GOAL OF THE EXERCISE: Look for "point_to annotates the silver alloy" in the records below, then copy that line and every line after it, exactly and with nothing added.

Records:
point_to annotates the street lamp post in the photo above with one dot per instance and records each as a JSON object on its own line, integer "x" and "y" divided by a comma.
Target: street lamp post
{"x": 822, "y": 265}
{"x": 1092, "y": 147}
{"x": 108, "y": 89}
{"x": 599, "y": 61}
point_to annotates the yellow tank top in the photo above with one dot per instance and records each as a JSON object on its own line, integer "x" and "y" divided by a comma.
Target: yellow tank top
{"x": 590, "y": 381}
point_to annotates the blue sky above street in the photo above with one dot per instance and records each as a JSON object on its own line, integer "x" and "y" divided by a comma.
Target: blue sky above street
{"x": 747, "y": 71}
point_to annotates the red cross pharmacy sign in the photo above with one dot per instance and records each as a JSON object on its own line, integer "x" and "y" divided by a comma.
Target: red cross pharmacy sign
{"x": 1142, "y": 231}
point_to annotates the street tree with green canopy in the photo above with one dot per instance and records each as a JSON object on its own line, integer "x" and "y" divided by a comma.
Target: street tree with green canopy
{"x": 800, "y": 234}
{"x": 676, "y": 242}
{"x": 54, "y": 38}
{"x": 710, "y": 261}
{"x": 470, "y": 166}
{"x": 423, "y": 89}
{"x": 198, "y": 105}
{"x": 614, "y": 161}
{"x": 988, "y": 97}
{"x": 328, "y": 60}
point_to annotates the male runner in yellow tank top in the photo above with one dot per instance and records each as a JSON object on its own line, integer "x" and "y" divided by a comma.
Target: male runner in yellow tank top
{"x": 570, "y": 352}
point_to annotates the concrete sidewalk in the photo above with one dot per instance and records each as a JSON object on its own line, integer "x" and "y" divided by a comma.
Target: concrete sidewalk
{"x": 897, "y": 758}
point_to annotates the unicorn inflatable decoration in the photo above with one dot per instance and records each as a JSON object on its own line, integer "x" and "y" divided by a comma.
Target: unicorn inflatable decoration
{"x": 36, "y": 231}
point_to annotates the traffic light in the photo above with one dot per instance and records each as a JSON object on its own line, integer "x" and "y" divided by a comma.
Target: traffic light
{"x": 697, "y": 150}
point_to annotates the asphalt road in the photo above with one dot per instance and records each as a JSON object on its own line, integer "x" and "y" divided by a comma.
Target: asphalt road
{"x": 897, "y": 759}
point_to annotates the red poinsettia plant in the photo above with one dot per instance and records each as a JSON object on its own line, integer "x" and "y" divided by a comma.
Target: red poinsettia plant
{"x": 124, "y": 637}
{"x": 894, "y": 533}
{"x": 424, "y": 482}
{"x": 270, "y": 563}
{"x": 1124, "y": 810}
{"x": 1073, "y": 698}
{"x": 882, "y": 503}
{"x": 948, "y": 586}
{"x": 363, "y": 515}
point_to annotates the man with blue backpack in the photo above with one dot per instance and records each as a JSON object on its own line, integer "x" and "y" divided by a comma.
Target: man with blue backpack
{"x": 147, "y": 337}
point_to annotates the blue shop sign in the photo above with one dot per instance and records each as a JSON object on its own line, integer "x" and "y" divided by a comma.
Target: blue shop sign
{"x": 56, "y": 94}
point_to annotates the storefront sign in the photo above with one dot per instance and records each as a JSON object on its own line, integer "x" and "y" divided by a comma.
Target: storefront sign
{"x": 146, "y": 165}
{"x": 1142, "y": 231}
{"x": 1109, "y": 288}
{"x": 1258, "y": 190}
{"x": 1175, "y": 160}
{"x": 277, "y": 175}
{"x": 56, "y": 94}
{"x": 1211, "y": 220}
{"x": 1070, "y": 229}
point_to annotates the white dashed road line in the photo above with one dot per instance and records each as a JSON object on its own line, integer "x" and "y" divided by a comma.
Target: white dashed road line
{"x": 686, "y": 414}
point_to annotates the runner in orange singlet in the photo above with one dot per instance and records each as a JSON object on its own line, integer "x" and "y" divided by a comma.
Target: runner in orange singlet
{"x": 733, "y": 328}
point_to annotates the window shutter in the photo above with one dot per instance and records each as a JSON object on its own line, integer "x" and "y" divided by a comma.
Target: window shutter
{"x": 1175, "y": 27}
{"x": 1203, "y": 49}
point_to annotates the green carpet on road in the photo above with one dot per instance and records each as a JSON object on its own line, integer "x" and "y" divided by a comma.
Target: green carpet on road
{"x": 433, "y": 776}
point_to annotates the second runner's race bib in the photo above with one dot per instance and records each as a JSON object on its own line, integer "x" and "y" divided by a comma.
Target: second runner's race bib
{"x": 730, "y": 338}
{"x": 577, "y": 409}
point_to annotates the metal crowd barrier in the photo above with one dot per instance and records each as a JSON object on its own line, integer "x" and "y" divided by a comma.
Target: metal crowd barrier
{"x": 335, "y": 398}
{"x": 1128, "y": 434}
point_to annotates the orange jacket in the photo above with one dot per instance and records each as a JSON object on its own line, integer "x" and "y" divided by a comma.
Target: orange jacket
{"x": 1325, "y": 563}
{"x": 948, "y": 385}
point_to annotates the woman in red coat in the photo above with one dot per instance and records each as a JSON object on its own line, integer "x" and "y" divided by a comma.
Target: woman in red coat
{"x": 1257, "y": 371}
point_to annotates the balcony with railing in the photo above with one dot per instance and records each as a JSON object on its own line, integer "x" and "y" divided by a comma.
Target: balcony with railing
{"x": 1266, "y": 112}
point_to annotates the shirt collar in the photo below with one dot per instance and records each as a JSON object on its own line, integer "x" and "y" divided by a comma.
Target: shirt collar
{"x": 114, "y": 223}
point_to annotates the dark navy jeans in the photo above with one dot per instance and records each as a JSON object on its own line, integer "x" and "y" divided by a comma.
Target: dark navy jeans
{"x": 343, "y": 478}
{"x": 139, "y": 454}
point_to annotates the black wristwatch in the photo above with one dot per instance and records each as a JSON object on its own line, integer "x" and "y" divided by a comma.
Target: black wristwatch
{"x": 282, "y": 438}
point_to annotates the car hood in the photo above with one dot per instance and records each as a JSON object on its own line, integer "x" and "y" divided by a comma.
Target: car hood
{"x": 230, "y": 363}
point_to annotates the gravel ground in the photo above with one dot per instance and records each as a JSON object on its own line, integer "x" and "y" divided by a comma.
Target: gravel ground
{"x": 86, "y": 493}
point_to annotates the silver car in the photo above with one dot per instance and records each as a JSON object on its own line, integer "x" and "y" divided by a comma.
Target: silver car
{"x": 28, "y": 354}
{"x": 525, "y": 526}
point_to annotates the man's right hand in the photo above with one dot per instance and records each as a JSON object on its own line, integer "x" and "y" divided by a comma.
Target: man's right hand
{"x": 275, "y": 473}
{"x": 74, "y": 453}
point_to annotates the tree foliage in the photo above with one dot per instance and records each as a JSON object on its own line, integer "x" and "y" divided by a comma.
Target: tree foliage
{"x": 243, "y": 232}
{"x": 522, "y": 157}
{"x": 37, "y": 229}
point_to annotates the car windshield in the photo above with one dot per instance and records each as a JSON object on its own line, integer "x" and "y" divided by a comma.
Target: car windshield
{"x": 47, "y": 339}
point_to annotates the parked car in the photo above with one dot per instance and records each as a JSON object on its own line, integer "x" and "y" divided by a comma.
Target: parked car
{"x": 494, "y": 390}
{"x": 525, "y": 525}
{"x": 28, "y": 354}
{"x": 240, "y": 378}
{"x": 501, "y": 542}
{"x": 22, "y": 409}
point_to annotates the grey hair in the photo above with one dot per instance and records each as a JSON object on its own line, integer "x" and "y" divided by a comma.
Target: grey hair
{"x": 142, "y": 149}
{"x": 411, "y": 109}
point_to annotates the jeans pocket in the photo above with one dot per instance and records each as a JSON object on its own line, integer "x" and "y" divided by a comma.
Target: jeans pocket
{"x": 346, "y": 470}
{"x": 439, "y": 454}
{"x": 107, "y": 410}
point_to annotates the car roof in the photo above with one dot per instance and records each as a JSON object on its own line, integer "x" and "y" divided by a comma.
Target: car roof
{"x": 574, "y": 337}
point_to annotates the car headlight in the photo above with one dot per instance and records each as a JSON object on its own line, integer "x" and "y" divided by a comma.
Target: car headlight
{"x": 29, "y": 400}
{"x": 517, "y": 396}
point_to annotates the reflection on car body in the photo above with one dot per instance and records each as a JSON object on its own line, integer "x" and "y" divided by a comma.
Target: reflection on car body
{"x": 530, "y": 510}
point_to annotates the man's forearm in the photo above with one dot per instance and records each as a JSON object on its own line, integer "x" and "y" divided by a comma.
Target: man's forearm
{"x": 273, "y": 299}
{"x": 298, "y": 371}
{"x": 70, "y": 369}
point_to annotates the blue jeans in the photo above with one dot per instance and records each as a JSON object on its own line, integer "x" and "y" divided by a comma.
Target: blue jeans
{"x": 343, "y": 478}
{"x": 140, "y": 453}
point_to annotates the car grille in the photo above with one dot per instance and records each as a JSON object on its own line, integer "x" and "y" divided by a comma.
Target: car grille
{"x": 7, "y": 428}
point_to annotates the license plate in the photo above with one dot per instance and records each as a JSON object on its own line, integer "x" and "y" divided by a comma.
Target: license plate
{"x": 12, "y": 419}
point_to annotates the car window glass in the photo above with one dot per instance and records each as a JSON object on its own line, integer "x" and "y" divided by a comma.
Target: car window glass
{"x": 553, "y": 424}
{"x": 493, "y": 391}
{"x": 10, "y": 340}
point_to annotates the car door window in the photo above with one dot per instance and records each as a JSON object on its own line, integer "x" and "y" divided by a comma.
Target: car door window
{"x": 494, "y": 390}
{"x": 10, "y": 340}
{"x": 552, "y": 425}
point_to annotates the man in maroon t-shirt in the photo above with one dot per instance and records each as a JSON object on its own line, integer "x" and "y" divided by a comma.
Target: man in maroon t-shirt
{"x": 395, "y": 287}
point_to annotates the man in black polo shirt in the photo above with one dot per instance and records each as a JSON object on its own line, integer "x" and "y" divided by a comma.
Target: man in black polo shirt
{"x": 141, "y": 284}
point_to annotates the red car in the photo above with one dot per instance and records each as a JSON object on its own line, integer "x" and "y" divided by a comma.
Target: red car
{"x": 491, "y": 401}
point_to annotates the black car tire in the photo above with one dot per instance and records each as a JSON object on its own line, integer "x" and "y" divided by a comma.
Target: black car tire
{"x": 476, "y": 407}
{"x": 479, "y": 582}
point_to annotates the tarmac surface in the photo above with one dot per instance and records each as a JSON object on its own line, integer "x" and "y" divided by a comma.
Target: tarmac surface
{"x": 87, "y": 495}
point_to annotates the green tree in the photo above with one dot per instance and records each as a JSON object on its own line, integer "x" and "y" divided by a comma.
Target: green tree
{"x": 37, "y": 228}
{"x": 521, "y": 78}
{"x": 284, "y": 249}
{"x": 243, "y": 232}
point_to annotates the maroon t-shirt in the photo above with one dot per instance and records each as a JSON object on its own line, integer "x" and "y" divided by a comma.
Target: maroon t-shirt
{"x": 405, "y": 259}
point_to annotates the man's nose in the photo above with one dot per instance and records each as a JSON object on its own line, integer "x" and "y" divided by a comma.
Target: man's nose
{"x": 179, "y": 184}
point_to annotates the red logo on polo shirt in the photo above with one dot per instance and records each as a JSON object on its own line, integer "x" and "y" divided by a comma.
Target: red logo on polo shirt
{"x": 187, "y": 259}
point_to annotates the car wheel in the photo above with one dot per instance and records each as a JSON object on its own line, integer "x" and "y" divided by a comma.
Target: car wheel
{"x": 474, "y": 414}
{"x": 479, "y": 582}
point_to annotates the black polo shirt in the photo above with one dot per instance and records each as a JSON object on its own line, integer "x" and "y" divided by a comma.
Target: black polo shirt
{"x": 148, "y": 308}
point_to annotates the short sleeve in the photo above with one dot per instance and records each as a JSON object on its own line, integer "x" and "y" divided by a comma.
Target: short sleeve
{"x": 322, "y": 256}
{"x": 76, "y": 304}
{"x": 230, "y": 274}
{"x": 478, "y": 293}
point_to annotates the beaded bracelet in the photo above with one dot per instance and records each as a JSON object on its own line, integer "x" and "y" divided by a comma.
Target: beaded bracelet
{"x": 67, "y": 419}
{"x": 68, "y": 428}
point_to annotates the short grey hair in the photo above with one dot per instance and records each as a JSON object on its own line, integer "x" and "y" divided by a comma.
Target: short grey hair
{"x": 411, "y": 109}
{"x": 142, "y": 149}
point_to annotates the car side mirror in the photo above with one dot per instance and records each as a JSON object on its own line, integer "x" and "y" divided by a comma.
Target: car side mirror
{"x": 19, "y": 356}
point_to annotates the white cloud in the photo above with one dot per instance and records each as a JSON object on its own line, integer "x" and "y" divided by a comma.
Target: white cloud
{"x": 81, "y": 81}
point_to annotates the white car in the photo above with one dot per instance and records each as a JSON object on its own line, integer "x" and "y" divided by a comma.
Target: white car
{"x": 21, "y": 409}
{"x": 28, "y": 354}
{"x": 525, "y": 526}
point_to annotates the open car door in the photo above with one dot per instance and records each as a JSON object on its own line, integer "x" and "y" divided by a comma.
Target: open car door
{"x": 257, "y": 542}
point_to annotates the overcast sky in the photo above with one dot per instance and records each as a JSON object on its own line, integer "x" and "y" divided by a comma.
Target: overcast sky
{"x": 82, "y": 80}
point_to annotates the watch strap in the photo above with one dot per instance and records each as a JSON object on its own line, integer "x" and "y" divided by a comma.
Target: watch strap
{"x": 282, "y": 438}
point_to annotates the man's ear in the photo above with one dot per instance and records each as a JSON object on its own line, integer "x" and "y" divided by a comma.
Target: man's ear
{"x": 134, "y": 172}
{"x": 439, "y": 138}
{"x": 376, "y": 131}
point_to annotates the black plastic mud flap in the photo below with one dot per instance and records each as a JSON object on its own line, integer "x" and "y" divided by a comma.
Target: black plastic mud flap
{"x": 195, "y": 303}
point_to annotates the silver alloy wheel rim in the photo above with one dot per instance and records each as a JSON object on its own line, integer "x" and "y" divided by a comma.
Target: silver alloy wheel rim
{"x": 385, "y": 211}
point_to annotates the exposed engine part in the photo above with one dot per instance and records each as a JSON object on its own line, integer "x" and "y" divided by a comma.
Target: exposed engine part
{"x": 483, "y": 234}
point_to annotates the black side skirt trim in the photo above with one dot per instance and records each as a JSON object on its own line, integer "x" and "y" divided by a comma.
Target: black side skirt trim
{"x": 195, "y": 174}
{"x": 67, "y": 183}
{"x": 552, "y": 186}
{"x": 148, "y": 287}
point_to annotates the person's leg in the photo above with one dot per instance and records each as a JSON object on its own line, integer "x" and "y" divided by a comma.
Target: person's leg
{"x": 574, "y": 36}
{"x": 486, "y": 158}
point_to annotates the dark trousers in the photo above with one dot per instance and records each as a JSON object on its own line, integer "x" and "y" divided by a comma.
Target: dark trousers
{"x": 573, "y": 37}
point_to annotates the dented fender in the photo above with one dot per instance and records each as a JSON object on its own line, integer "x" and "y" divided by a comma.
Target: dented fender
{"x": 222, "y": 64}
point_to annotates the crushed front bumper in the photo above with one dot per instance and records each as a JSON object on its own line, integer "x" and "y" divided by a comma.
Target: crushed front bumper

THE RESPONSE:
point_to annotates the silver alloy wheel rim in the photo above with one dot per instance and records each as a JSON object on its own line, integer "x" and "y" divided by a comma.
Target: silver alloy wheel rim
{"x": 385, "y": 211}
point_to annotates the exposed engine part in the photo above with one dot per instance and records each as a JSON object on its own line, integer "x" and "y" divided by a comma.
Target: exposed engine part
{"x": 483, "y": 234}
point_to annotates the black side skirt trim in the photo above with one dot per instance and records each as a JSON object on its own line, integer "x" and "y" divided by a comma.
Target: black side skirt trim
{"x": 195, "y": 174}
{"x": 67, "y": 183}
{"x": 552, "y": 186}
{"x": 148, "y": 287}
point_to annotates the person's leg in the photo above with one dot per instance and records each as a JSON object on its own line, integer "x" and "y" divided by a comma.
Target: person's leg
{"x": 574, "y": 36}
{"x": 486, "y": 158}
point_to annotates the dark trousers in the photo above with one dot per instance and records each as a JSON object on its own line, integer "x" and "y" divided by a comma.
Target: dark trousers
{"x": 573, "y": 37}
point_to annotates the dented fender in the photo above with one dot per instance and records each as a JSON object on its own line, integer "x" and "y" divided by a comma.
Target: dented fender
{"x": 222, "y": 64}
point_to annotates the crushed front bumper in the photo above with one dot per instance and records each as a JSON object on its own line, integer "x" and "y" divided by a comma.
Target: crushed front bumper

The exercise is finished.